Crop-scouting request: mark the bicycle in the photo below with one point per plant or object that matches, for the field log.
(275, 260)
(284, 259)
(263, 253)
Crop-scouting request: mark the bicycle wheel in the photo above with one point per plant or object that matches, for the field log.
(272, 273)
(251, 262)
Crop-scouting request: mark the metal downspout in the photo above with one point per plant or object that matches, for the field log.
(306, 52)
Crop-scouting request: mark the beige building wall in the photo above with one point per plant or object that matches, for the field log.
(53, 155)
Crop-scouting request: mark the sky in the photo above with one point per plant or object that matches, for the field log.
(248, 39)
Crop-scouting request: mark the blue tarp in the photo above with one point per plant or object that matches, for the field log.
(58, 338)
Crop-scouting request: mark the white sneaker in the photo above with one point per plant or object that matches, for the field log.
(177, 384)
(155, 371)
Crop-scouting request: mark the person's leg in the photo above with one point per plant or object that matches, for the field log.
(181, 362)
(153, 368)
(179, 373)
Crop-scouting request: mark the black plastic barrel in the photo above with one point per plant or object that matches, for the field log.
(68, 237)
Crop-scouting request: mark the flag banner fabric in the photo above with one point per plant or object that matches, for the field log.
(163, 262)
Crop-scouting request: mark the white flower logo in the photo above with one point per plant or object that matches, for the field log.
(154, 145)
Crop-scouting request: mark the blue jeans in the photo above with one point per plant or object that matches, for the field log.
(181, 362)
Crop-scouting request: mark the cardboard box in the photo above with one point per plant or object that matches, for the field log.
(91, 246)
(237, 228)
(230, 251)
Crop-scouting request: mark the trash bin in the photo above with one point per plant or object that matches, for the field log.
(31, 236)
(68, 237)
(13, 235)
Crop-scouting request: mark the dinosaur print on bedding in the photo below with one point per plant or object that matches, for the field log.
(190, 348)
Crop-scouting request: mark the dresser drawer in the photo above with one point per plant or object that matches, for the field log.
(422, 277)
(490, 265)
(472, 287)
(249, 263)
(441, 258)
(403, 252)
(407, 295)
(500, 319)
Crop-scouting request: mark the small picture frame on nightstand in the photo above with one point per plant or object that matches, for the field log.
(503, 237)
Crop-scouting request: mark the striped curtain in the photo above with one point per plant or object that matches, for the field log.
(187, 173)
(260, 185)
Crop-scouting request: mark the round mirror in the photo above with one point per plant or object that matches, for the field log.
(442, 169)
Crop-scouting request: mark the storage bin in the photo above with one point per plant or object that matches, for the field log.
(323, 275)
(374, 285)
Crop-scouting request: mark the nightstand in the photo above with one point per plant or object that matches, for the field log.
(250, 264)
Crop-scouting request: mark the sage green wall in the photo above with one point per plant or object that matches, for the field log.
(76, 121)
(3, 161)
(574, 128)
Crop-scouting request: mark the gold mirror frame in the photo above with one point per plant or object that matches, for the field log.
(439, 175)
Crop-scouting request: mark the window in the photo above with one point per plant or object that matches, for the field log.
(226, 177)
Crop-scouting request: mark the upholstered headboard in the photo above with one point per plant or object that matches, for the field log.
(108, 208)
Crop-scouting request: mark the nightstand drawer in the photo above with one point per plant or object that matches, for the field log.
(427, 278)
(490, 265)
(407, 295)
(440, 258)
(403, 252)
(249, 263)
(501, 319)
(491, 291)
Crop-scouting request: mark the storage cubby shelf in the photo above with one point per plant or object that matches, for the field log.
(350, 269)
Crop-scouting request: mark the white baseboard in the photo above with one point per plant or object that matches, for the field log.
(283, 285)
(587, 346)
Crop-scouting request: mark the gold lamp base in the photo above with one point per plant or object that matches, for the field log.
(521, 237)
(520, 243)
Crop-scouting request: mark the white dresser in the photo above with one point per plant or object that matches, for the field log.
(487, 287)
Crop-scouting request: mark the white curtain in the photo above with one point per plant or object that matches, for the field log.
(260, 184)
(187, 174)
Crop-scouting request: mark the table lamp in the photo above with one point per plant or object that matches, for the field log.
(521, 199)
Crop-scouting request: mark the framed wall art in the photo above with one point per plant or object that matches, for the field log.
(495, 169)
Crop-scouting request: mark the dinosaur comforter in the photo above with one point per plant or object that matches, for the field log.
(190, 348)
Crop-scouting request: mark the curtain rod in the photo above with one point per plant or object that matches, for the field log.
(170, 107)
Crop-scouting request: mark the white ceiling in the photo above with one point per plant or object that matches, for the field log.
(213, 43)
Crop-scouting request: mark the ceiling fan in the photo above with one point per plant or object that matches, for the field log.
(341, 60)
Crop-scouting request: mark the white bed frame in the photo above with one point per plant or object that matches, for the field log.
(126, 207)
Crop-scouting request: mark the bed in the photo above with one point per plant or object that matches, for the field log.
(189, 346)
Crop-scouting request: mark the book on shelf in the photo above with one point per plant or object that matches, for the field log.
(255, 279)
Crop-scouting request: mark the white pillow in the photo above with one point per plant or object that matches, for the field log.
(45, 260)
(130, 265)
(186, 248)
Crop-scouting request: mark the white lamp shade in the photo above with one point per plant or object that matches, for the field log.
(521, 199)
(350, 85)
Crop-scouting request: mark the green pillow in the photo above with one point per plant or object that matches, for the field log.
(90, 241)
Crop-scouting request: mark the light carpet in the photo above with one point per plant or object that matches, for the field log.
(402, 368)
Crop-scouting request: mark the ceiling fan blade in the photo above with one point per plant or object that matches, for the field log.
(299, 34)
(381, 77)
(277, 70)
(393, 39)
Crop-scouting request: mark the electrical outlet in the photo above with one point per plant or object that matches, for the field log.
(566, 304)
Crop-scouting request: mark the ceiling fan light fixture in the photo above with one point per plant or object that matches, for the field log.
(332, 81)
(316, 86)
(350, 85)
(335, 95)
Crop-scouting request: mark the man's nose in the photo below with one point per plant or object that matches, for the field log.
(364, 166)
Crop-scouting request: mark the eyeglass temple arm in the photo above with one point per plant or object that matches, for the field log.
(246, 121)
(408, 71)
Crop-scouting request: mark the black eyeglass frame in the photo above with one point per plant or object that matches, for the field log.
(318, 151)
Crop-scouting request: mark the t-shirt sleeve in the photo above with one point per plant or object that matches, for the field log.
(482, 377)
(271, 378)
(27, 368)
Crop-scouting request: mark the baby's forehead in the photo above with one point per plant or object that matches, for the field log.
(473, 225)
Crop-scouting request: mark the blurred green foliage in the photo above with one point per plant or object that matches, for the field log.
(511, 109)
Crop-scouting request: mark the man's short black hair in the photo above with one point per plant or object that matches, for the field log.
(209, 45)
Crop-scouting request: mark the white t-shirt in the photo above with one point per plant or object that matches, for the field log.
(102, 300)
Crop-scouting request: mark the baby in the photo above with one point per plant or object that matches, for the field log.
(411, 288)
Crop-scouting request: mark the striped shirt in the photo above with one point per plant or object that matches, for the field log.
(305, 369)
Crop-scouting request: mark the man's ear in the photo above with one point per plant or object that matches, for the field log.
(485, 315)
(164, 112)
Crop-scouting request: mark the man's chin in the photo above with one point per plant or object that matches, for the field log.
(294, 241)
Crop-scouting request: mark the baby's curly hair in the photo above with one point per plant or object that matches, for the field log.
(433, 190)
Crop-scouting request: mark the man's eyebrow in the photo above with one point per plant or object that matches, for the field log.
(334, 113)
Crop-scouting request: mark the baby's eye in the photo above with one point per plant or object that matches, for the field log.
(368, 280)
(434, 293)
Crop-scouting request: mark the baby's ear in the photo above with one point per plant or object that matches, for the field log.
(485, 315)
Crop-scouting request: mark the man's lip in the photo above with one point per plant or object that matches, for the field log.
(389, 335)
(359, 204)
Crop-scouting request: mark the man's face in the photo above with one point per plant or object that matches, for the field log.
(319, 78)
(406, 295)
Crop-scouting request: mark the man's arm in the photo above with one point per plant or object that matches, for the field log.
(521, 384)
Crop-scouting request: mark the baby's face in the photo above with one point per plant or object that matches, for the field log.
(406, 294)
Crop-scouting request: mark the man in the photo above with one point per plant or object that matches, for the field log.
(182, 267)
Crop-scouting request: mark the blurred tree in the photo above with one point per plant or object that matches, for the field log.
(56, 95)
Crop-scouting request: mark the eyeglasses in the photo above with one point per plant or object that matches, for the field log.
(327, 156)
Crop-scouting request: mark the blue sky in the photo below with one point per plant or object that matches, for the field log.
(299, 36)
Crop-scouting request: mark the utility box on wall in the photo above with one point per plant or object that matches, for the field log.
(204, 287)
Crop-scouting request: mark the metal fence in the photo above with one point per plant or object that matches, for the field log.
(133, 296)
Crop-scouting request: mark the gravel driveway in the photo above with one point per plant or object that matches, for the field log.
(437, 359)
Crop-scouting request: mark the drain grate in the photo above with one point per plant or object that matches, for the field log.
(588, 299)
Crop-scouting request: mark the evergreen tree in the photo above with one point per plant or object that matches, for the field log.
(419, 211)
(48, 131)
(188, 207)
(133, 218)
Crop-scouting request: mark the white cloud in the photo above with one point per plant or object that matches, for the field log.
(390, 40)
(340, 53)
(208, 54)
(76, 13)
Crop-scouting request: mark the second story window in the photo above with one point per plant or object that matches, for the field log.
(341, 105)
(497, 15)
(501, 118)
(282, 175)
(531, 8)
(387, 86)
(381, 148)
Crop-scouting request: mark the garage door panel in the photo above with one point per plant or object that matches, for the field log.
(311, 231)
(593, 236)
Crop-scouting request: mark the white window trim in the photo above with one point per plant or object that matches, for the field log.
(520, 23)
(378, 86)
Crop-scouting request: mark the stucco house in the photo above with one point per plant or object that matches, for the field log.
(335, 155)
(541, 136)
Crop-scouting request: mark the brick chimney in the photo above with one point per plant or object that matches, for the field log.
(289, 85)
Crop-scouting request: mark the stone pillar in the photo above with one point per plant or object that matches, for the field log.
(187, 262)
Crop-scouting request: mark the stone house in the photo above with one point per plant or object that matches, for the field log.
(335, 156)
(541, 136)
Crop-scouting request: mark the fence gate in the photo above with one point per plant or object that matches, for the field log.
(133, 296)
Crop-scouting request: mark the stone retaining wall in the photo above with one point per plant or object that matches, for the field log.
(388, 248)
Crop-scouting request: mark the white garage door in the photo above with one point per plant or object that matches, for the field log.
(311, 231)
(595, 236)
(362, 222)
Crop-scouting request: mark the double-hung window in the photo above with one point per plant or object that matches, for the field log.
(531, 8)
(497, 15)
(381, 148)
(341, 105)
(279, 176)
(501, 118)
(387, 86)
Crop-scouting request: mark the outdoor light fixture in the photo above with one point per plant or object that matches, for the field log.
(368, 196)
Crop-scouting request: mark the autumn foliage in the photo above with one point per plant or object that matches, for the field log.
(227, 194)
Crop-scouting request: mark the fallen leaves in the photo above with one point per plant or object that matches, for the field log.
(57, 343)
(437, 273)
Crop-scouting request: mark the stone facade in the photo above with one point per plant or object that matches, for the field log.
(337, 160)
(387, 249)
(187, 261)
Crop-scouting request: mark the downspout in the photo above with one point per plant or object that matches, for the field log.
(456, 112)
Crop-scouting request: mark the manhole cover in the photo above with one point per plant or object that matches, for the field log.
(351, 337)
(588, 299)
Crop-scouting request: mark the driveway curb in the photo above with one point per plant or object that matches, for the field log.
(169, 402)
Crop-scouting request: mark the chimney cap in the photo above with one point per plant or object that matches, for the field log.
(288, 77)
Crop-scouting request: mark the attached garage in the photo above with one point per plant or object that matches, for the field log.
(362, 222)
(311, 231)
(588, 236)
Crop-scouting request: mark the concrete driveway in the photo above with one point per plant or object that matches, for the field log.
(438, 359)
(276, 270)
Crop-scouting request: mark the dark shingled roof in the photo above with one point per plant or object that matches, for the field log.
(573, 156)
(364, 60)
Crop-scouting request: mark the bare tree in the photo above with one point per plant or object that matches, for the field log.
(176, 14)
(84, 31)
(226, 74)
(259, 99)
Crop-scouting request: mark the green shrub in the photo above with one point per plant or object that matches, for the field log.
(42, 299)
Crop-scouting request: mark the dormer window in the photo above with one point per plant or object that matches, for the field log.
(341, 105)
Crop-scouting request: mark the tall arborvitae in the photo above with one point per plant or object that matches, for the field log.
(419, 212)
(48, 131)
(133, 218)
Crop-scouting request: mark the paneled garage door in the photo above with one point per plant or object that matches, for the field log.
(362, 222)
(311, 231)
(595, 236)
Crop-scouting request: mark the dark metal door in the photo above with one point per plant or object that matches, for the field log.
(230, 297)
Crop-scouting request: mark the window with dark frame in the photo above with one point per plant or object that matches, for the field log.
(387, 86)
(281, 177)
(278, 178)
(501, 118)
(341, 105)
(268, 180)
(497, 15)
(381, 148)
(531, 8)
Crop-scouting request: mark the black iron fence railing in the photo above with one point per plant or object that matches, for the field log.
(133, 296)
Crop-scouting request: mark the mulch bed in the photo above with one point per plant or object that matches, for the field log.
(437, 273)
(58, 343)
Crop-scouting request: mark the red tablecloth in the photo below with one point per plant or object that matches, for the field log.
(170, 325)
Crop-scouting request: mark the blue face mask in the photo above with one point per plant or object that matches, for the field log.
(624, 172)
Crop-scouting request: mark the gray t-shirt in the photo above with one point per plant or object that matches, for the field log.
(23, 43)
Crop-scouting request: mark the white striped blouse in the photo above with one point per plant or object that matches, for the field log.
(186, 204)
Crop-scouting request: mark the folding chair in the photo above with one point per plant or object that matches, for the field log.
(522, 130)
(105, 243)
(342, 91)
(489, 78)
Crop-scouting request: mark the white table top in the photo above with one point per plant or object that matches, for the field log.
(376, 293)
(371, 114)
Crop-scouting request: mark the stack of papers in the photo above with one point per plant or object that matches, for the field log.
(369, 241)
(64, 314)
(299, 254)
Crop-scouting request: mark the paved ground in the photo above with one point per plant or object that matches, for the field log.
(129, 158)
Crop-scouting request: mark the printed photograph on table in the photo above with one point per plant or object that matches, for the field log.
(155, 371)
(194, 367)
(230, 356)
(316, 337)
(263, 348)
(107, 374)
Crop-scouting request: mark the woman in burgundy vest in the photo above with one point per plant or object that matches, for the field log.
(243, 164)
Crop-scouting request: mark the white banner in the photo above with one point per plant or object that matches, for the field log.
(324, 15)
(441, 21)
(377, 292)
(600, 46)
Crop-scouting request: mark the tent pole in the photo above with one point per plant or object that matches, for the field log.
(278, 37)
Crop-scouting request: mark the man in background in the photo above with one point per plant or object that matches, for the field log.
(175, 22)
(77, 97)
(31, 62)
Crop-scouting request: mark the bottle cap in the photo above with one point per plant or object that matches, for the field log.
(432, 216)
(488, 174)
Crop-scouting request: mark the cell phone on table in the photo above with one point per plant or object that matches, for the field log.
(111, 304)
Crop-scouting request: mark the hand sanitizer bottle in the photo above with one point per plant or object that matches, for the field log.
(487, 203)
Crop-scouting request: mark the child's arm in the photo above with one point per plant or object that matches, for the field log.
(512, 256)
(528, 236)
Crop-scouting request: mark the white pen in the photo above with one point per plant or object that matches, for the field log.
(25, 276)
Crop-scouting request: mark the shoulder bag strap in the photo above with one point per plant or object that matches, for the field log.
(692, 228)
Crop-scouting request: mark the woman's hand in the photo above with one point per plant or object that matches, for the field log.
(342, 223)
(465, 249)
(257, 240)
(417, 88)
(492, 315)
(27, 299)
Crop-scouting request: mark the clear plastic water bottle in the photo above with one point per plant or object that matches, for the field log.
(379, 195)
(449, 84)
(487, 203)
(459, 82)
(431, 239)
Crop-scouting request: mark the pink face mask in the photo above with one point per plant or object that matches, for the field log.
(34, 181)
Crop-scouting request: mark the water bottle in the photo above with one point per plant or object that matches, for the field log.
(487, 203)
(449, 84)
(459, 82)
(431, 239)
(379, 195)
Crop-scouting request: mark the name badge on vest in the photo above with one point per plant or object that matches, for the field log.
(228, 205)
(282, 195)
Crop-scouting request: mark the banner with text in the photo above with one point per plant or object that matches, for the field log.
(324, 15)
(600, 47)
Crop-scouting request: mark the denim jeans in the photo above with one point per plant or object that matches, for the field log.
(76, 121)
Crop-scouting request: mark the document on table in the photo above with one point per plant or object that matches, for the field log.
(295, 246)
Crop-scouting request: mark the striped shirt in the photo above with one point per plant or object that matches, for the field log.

=== WRITTEN EXERCISE ===
Reproduce, word for word, only the lines from the one that contains "Crop-scouting request: mark the pink" through the final line.

=== RESULT FOR THIS EXERCISE ===
Crop-scouting request: mark the pink face mask in the photo above with one point per plant or object that matches, for the field log.
(34, 181)
Crop-scouting request: mark the water bottle in the photo above with one point per plant or object that matches, for the field log.
(487, 203)
(449, 84)
(459, 82)
(431, 239)
(379, 195)
Crop-scouting request: mark the name badge on vest in the photo above with one point per plant or object that matches, for the field log.
(228, 205)
(282, 195)
Crop-scouting request: mark the banner with text in the photo above with one point per plant or object that matches, for the field log.
(324, 15)
(600, 47)
Crop-scouting request: mark the denim jeans in the photo above with one point per plant or object that matches, for the field log.
(76, 121)
Crop-scouting request: mark the document on table in the photo above with one point per plant or object that matches, for the field log.
(295, 246)
Crop-scouting request: mark the striped shirt in the photo above with one point per plant or object that matches, for the field log.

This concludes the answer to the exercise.